Set task → Report the number of lines in the material below that contain the word "background". Give only that number.
•••••
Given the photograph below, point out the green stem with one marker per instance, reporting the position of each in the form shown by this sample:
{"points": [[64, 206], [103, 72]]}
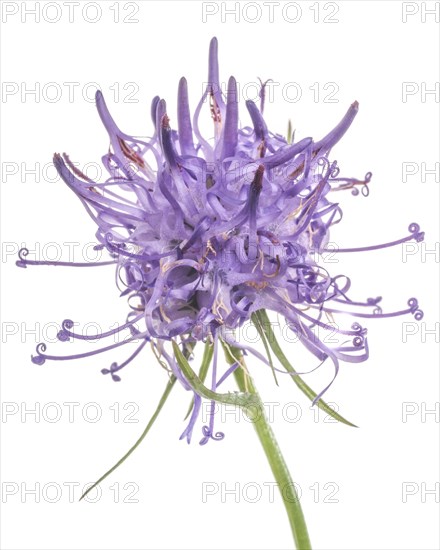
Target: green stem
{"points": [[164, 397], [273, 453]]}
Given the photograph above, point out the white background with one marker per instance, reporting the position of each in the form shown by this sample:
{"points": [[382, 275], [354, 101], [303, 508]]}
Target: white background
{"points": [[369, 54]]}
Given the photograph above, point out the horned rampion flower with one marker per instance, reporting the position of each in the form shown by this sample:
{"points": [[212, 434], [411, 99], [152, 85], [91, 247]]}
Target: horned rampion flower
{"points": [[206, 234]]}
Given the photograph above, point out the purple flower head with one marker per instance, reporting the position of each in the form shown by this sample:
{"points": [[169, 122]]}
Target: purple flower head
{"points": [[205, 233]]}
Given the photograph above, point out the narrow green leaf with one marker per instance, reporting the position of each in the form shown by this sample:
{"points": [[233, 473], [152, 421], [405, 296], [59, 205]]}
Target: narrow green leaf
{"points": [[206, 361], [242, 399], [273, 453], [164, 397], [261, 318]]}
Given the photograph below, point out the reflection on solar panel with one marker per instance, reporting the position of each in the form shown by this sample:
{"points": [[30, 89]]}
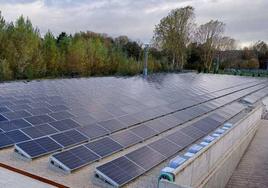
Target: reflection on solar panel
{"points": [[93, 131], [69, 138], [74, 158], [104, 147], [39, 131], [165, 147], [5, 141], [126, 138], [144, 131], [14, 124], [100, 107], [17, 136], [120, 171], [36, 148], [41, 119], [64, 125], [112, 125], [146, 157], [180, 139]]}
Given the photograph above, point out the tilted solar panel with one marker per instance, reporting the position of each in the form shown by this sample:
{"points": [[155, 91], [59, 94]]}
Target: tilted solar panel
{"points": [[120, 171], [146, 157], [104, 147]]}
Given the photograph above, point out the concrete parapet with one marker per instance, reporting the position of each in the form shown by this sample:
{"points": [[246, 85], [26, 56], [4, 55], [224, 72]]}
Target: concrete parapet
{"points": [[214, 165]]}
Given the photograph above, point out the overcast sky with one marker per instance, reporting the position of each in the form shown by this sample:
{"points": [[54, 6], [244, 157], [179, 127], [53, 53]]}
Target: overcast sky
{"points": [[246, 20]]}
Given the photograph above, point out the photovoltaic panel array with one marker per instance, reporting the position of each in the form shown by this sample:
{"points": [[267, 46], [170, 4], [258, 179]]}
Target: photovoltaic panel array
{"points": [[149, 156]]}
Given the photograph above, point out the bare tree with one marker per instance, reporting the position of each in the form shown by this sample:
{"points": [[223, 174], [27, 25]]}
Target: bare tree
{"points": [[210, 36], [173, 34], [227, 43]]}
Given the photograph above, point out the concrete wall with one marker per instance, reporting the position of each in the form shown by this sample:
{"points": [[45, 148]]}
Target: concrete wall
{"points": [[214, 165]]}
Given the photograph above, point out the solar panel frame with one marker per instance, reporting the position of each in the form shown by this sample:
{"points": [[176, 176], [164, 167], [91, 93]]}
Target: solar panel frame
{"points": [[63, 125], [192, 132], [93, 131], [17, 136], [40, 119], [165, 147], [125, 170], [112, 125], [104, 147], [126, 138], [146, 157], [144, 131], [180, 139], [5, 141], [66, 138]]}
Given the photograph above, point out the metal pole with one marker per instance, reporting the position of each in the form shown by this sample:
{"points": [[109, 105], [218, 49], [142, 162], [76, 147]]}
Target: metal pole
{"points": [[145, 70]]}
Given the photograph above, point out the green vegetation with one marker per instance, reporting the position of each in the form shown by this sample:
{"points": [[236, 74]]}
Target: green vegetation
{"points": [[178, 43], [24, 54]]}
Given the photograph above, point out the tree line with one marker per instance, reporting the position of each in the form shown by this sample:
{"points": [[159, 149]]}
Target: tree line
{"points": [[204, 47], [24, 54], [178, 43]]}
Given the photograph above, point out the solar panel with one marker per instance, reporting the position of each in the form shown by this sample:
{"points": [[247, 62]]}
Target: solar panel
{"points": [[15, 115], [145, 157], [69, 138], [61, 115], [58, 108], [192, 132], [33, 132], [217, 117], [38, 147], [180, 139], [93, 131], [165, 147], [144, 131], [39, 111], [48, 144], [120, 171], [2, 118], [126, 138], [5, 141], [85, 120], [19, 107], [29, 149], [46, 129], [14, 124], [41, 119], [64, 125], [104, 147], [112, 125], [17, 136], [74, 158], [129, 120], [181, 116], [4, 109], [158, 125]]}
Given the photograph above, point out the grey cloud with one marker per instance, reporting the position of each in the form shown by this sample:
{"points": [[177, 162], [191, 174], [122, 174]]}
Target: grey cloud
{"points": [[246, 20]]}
•••••
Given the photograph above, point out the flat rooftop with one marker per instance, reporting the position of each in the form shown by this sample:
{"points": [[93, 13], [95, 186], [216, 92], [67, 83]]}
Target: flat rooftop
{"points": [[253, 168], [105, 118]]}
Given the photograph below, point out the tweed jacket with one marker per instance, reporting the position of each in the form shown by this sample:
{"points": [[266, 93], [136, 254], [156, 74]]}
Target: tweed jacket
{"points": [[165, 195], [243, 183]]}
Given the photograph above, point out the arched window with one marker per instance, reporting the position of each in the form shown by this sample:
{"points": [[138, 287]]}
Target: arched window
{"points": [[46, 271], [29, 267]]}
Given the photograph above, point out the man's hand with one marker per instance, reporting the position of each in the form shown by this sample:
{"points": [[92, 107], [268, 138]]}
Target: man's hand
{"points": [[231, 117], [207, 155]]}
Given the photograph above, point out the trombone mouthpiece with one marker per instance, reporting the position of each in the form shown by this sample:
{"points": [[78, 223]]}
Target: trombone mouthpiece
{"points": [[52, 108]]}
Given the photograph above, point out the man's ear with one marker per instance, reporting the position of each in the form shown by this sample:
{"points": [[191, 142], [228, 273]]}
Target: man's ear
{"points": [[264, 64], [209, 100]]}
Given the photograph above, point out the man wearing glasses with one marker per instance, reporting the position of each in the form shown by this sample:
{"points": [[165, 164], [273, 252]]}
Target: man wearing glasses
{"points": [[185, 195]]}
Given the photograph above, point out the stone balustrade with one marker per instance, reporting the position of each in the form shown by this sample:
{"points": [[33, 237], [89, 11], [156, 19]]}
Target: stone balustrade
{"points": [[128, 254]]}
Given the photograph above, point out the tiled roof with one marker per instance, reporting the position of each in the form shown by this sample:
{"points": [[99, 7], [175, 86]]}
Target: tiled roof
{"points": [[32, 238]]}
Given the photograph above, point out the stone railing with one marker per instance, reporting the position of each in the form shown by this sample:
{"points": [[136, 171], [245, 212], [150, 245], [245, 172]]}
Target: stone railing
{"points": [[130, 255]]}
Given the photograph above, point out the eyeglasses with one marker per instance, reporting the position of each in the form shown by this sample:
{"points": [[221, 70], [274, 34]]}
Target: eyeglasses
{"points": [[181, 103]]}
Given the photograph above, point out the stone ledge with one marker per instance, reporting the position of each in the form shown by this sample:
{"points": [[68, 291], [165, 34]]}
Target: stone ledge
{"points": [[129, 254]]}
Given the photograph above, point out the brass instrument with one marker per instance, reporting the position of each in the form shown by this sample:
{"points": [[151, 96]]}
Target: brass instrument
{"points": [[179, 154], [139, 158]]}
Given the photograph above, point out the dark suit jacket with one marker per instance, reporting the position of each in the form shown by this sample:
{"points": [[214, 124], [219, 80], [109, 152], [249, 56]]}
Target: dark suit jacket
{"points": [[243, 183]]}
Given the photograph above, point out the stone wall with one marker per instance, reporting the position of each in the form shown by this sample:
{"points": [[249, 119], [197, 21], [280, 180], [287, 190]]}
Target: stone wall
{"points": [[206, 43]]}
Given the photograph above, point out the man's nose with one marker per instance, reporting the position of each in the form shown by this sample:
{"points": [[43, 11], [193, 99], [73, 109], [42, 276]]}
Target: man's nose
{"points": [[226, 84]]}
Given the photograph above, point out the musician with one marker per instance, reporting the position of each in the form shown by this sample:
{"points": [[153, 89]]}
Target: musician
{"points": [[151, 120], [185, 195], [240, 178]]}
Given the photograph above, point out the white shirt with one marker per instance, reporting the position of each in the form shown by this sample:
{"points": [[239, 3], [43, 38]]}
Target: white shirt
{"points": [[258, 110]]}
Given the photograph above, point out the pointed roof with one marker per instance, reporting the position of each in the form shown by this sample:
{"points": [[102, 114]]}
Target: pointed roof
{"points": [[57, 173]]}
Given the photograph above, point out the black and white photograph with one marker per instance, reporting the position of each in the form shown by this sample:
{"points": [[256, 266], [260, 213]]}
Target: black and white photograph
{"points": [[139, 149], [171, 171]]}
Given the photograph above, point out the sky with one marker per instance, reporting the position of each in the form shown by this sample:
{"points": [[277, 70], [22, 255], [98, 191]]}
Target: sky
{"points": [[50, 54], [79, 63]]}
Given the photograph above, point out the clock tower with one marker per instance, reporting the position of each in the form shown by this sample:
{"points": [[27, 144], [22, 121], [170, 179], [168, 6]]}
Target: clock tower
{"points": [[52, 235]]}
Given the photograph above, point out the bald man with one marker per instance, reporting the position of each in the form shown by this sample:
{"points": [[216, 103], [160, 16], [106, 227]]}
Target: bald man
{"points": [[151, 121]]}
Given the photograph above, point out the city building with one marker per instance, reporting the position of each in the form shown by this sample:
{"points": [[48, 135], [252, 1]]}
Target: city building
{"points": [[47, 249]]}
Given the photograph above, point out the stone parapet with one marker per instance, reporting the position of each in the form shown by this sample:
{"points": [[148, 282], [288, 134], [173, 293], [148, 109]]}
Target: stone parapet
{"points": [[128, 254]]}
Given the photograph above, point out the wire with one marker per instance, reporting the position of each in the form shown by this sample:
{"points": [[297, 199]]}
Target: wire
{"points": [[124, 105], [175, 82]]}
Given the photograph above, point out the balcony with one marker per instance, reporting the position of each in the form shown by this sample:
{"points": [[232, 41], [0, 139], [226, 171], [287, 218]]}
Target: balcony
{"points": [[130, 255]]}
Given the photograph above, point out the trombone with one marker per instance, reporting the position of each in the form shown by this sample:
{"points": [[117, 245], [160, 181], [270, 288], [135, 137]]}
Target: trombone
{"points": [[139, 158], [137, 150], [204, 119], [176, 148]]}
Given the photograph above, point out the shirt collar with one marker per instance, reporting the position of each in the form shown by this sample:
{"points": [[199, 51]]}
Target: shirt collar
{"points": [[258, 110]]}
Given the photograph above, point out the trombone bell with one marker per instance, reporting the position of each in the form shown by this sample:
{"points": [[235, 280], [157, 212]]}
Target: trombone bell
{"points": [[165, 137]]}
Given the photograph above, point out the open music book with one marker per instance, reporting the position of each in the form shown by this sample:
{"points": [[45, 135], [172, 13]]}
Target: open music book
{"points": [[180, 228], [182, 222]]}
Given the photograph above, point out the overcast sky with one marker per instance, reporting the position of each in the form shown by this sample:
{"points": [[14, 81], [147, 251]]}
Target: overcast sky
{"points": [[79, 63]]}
•••••
Exercise response → 2